Excerpted records:
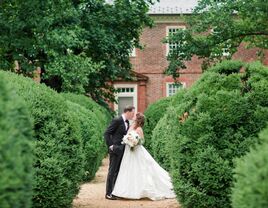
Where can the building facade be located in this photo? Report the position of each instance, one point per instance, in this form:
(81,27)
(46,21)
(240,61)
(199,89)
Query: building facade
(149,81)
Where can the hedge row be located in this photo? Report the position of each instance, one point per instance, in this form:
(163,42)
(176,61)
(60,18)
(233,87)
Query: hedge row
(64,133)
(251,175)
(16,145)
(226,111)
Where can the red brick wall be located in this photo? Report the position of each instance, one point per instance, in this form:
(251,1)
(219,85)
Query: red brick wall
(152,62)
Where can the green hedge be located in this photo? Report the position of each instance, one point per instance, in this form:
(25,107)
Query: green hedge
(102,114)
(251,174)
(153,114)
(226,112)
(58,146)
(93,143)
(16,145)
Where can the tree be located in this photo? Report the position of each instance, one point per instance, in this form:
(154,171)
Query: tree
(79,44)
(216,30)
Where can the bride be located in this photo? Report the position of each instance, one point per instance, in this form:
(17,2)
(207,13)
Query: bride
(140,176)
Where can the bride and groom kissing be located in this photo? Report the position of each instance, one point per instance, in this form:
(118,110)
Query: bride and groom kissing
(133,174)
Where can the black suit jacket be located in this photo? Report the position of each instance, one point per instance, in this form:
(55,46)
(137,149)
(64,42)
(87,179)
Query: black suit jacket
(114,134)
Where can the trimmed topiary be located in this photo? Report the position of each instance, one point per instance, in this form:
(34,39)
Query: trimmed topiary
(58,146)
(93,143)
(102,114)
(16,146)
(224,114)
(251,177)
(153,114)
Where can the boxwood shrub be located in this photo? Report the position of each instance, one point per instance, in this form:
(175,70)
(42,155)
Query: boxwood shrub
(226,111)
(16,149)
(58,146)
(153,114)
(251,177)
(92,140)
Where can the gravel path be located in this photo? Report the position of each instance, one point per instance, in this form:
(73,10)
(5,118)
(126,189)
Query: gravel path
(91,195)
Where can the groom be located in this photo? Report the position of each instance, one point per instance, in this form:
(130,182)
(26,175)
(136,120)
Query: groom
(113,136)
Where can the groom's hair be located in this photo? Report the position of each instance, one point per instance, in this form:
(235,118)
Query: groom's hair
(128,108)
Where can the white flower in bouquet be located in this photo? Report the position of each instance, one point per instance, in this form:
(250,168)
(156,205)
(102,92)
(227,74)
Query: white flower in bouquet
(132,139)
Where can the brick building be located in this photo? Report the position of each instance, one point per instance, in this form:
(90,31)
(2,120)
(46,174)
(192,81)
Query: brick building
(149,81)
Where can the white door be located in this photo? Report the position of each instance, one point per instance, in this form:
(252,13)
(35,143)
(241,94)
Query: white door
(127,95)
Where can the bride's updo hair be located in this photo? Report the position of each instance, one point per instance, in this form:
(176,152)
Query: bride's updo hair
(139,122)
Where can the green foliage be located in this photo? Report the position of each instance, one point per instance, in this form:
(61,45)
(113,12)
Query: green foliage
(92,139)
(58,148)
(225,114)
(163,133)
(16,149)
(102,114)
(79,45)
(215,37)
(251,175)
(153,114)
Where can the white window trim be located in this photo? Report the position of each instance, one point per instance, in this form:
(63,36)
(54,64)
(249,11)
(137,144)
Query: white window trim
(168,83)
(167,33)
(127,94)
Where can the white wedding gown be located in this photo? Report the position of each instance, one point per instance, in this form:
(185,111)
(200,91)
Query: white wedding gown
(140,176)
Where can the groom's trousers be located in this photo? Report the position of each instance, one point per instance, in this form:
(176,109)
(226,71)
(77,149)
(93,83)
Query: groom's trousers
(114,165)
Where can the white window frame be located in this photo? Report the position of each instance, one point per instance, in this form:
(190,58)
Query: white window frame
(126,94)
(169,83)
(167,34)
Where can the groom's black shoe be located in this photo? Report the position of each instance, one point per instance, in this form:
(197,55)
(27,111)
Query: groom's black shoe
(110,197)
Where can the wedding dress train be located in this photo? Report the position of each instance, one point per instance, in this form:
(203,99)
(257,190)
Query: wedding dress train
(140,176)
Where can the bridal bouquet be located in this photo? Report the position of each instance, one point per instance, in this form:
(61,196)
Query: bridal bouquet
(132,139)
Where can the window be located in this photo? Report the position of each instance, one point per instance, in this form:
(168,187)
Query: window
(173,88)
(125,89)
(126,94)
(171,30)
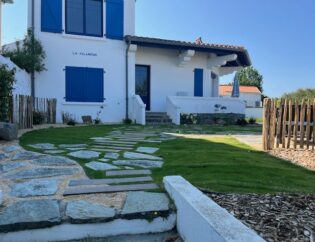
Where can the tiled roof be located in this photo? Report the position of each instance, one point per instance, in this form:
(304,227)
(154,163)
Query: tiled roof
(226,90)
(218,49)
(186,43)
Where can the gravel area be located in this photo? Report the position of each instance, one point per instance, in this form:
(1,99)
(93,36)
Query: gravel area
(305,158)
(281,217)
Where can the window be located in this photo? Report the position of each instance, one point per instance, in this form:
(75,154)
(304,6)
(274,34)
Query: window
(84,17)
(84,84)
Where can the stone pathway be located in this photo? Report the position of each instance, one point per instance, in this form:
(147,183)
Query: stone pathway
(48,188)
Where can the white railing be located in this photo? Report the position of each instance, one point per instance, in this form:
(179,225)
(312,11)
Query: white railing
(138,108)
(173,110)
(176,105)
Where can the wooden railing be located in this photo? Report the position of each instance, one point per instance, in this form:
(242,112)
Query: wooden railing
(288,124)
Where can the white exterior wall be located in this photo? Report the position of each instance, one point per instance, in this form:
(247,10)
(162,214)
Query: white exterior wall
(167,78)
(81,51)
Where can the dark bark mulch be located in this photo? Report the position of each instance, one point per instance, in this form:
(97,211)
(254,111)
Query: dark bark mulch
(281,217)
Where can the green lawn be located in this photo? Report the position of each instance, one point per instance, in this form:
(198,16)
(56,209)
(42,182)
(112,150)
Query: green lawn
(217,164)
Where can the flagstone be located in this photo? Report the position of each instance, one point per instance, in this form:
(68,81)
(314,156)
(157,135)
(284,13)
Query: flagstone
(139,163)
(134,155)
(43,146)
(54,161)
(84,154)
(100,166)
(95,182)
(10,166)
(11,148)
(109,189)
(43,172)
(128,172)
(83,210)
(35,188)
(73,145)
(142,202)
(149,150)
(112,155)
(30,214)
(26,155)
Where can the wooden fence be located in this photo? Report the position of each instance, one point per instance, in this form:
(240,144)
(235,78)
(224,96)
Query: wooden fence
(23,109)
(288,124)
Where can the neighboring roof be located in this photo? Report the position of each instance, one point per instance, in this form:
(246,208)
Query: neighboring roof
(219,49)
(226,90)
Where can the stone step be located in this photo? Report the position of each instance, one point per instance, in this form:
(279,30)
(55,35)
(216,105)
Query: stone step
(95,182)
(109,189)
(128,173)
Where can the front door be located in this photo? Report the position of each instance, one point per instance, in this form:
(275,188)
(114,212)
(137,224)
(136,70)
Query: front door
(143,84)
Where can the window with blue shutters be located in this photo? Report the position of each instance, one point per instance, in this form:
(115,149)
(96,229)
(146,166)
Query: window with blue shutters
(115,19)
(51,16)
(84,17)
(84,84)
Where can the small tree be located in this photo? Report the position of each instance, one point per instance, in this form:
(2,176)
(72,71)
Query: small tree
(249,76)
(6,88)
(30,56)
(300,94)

--

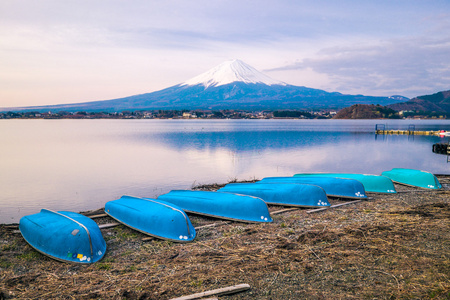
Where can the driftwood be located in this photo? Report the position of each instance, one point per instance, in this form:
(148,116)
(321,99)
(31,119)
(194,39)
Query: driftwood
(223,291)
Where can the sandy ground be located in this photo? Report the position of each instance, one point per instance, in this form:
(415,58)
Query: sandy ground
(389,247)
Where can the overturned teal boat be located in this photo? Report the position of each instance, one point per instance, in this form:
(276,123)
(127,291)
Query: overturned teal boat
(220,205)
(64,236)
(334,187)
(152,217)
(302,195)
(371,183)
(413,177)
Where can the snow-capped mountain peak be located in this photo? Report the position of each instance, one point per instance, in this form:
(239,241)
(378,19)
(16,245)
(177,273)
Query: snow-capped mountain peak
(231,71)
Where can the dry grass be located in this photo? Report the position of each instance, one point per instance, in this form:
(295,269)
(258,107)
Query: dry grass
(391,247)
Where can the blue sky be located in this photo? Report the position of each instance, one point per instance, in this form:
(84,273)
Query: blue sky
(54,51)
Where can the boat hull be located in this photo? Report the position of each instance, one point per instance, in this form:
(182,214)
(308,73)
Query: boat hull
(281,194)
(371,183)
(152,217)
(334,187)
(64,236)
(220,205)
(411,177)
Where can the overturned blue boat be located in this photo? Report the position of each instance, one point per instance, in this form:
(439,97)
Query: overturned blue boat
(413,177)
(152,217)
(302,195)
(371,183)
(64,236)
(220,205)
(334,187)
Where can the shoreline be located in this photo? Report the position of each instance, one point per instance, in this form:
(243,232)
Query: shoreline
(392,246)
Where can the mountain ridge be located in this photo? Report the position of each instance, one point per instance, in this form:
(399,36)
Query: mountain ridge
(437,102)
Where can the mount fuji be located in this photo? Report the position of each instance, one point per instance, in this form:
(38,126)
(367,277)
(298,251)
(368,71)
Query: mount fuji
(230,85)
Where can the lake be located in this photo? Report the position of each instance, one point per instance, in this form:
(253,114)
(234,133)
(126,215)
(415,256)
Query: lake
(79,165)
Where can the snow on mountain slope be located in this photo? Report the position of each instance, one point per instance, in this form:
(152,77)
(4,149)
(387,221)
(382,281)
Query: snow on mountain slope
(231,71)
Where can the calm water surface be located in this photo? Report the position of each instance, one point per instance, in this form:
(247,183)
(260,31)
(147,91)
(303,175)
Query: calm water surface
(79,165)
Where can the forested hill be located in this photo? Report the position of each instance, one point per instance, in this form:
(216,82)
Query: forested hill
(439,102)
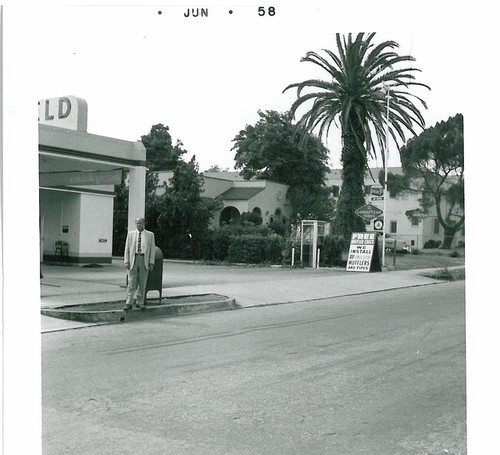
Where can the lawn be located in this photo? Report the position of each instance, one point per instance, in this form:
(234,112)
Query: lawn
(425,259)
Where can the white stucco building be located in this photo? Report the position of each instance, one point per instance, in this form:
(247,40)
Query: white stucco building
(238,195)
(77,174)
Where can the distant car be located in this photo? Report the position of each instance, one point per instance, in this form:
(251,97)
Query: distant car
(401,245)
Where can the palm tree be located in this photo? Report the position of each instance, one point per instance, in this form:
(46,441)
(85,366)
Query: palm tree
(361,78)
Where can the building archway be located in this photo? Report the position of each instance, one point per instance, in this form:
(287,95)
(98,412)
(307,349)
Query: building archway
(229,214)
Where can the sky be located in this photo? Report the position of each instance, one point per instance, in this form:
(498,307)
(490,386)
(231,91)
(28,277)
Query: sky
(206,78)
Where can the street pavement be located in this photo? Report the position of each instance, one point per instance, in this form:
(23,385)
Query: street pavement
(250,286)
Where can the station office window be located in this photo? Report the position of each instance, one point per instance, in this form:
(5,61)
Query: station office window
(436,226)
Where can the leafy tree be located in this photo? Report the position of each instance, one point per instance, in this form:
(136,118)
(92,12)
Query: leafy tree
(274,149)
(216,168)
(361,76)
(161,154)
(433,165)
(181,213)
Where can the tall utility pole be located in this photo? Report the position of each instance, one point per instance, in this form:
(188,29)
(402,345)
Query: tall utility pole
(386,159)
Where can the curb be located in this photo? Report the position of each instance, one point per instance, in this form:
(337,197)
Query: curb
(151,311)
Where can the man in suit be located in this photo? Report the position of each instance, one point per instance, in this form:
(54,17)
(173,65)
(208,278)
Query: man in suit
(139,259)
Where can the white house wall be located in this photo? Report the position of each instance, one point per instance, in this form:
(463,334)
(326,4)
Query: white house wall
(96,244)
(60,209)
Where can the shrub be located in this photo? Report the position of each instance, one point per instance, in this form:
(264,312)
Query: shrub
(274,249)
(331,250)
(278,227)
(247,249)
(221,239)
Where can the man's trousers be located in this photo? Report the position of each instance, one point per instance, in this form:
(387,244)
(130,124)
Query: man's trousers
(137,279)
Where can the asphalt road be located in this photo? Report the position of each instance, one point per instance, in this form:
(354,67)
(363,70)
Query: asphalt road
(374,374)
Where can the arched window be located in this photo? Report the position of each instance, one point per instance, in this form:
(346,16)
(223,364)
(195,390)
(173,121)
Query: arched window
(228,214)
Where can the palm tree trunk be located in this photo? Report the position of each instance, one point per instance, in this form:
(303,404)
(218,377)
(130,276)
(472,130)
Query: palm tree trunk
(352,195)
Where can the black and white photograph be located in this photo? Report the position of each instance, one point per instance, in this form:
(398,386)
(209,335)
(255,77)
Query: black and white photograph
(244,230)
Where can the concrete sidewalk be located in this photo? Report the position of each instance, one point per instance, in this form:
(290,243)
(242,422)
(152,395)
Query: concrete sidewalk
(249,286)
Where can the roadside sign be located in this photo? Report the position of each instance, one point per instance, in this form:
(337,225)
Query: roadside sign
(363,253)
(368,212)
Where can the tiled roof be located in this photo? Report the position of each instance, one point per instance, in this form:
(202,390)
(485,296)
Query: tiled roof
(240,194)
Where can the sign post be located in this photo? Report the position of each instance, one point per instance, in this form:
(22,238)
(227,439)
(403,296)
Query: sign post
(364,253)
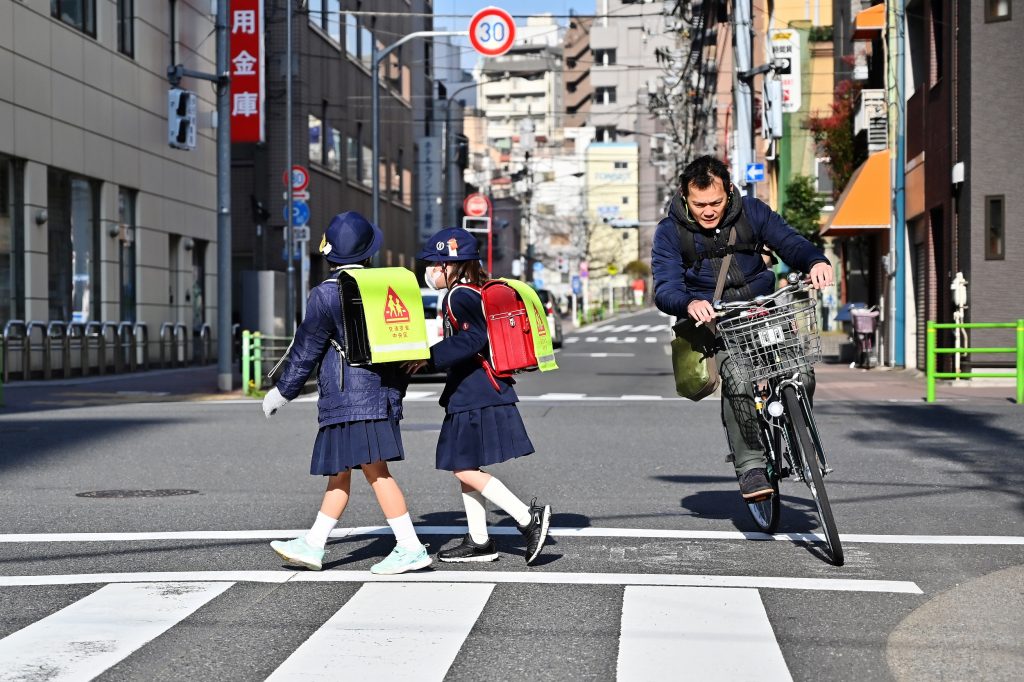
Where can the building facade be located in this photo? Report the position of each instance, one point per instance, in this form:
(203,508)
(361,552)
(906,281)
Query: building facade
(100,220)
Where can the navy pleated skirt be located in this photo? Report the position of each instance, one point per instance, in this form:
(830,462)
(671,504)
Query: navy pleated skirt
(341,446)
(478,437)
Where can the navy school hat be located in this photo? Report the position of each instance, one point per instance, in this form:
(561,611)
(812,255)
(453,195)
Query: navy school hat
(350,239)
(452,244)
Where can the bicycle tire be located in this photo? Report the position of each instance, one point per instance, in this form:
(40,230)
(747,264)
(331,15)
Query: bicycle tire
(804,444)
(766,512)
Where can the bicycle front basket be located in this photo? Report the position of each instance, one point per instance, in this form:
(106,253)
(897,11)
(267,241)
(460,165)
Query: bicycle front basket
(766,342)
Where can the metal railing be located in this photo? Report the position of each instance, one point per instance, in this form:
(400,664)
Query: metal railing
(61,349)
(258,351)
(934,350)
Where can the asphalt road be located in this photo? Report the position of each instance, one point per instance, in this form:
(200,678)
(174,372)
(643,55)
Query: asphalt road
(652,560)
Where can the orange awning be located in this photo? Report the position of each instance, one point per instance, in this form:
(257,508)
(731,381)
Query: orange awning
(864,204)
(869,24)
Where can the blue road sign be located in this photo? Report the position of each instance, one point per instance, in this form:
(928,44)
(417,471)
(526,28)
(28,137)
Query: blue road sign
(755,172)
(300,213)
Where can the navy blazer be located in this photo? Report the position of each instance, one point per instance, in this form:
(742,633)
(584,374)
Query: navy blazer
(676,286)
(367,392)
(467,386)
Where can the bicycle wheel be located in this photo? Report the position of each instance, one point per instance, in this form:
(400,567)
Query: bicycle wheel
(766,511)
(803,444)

---

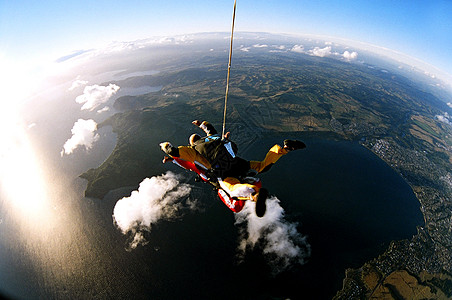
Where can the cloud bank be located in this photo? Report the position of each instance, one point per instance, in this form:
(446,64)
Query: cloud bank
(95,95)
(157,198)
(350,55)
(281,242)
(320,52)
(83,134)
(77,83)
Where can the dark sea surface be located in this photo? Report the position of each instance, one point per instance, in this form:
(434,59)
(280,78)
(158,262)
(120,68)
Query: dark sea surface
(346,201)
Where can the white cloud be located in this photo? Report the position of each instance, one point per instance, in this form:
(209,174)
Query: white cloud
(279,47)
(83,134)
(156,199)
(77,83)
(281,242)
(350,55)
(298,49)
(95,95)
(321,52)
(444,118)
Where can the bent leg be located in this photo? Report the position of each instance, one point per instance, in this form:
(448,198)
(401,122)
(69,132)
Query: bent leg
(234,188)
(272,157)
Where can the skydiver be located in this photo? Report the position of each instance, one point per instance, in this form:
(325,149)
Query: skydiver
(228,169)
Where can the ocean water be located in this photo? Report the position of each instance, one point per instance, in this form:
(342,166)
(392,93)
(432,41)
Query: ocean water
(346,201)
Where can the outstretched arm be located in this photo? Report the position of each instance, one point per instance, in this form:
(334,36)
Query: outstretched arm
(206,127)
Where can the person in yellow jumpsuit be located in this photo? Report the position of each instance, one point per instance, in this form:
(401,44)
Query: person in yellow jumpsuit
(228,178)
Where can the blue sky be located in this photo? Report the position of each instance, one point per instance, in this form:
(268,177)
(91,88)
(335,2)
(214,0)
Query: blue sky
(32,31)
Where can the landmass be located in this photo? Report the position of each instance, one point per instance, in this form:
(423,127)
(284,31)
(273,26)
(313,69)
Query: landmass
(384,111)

Exercise goal:
Tally the lines above that contain the string "snow", matching case exactly, and state only the resulting number.

Solution for this exercise:
4